> **What the task requires**: Search the data for the word "instance" and copy out every line that has it.

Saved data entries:
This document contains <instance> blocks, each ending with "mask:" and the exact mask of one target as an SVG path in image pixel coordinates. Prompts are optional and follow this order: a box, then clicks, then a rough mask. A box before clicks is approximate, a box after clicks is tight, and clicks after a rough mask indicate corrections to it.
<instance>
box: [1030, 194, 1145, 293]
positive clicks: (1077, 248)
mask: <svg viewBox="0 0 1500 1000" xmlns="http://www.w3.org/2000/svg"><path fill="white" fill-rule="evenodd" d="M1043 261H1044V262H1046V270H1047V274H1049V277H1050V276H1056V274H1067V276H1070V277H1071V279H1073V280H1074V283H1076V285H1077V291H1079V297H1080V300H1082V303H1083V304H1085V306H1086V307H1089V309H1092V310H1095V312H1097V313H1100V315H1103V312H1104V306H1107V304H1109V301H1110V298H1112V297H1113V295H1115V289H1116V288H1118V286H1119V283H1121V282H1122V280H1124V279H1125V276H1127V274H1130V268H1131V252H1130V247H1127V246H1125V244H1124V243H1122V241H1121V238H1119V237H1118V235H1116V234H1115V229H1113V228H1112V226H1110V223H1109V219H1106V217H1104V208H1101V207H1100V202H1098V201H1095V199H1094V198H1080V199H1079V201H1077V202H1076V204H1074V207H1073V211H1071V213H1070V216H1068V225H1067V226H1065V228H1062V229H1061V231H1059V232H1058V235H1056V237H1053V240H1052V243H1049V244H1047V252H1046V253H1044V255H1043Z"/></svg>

> **Task solution**:
This document contains <instance> blocks, each ending with "mask:" and the exact mask of one target as an SVG path in image pixel coordinates. Prompts are optional and follow this order: a box, then clicks, then a rough mask. A box before clicks is approximate, a box after clicks is tight, and clicks after a rough mask indicate corrections to it.
<instance>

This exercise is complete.